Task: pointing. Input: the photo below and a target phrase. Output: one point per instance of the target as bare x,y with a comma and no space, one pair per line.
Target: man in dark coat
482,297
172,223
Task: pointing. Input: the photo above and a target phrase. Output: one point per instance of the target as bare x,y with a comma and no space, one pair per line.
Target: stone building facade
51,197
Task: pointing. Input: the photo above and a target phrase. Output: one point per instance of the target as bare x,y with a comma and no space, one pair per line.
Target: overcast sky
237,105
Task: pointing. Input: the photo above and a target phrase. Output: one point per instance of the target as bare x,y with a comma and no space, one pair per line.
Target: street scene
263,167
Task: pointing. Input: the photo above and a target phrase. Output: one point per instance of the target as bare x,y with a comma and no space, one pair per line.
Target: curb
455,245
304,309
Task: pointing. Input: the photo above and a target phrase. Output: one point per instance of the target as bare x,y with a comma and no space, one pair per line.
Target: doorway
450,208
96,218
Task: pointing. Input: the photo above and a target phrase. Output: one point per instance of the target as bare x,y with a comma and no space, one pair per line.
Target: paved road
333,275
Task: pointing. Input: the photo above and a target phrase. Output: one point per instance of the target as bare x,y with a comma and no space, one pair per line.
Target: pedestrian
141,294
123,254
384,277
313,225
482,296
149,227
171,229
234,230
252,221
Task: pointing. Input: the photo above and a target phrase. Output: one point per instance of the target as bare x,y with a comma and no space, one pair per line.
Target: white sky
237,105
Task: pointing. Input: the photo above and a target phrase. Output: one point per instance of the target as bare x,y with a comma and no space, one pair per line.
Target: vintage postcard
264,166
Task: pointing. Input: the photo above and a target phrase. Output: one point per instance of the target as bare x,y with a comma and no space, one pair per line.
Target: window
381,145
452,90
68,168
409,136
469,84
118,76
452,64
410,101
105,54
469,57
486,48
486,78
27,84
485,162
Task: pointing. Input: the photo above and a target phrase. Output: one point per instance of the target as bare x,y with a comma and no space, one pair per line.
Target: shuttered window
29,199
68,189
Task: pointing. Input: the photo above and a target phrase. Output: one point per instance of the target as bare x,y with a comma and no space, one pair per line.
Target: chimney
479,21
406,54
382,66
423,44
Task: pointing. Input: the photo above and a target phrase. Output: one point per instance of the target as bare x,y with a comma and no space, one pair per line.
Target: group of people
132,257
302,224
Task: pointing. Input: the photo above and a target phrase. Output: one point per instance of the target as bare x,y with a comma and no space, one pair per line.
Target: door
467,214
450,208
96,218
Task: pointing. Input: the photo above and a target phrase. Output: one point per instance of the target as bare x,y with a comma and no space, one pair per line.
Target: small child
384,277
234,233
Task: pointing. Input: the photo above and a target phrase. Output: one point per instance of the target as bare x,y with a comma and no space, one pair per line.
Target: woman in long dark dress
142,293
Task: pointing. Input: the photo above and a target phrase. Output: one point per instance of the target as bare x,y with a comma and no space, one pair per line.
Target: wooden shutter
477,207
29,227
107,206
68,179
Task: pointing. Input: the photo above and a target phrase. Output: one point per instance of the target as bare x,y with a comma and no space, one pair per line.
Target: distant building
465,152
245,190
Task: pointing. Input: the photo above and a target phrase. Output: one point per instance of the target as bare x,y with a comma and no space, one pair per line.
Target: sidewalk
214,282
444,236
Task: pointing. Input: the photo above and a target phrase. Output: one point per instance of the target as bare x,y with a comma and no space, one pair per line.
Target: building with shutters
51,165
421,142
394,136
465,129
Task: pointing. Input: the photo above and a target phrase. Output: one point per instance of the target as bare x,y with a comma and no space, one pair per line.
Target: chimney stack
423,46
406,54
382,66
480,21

## Task details
Transcription of all the material must be exact.

## Response
Task: pointing. Input: the photo below and a target phrase. Output: one point per instance of the target as bare x,y with a comma and no space, one pair per line.
Target: man in dark coat
482,297
172,223
Task: pointing. Input: the photo above and a target phrase. Output: one point per instance of the target as bare x,y with a comma and no space, one pair per line.
Target: stone building facade
51,197
Task: pointing. Input: the photo above and a target phrase. Output: one point per instance of the target as bare x,y with a comma and no space, one pair per line.
Target: overcast sky
237,105
Task: pointing. Input: the photo above and a target phrase. Output: one point per instance of the target as bare x,y with a comma and no space, one pair per line.
Target: street scene
263,167
Task: pointing. Input: the photo above and a target phrase. Output: one point per instance of the target as bare x,y with a comma and no space, one pair per line.
Target: curb
455,245
304,309
Task: pointing. Input: the photo above and a target phrase. Output: one point per instance of the target as bare x,y with a comma and no space, one pair per line.
Target: doorway
450,208
96,218
Task: pointing. Input: the photo above and a target phrase. Output: one point per instance of the target as bare x,y with a comma and no space, one pair per line.
Target: paved road
333,275
Task: pointing. Input: the photo above and a target phrase. Output: one point per instance of the target as bare x,y with a comma and no space, one pair per line.
Target: pedestrian
141,294
123,254
384,277
313,225
482,296
149,227
171,229
234,230
252,221
Task: pointing. Input: the photo above and a target phrase. Output: one point per instance of the target as bare x,y with a comma and no space, one pair per line.
Target: white sky
237,105
Task: pointing. Input: the photo above and a target phrase. Output: one point per instance of the target as bare x,y with a comma and no space, one pair per line.
Target: vintage postcard
264,166
Task: pointing. Input: the photo above and a target phrase. Output: one point per instance of the target as bare x,y with a comma and no space, one pair per line.
Target: window
381,145
452,90
68,168
409,136
469,84
118,76
452,64
410,101
105,54
469,57
486,48
486,78
27,84
485,162
Task: pointing. Input: the photo above and a target phrase. Output: one point per instance of the target as bare x,y with a comma and no space, one pair per line.
Target: shuttered window
29,199
68,189
Task: pointing. Input: the photo above and a target phrase. Output: one point per instance of the target as bare x,y with a comma and no space, one pair per line.
Target: chimney
479,21
406,54
382,66
423,44
Task: pointing. Input: the photo above and a target phrase. Output: one point per instance of the target as bare x,y with a comma and no space, one pair per line.
Target: group of people
132,257
302,224
Task: pointing. Input: the photo above and a target phrase. Output: one point per instance of the target as bare x,y with a comma and no space, one pair per line.
Target: door
467,214
450,208
96,218
Task: pointing. Input: the photo above and a target phrase. Output: one point per instance of the target as bare x,y with a comma and no space, one pair per line.
Target: small child
384,277
234,233
Task: pointing. Input: the photo above and a target phrase. Output: one point per instance of the target as bare x,y with a comma and no space, one pair per line.
Target: woman in long dark dress
142,293
Task: pointing. Input: the photo above and a target phrase. Output: one point per instance of the target as bare x,y with a comma and no space, one pair per line.
Target: wooden shutter
477,207
29,227
107,206
68,179
Task: pointing. Input: the photo above and a target phrase. Output: one point per instance of the target as bare x,y with a comma and no space, one pair per line.
Target: distant building
465,152
245,190
Task: pointing. Input: the photo above and a target phrase. Output: one point per instance of the target as bare x,y with a comma and no space, one pair per line.
Target: sidewalk
214,282
444,236
Task: pointing. Input: the photo above and a target phrase. Output: one point per instance of the target as bare x,y with a comma and no space, one pair per line.
Target: building with shutters
51,165
421,142
394,136
465,129
Task: pointing. Input: the photo above and a target phrase. Output: one point per instance of the target as bare x,y with a comma and no space, one pair per line.
Target: chimney stack
423,46
406,54
382,66
480,21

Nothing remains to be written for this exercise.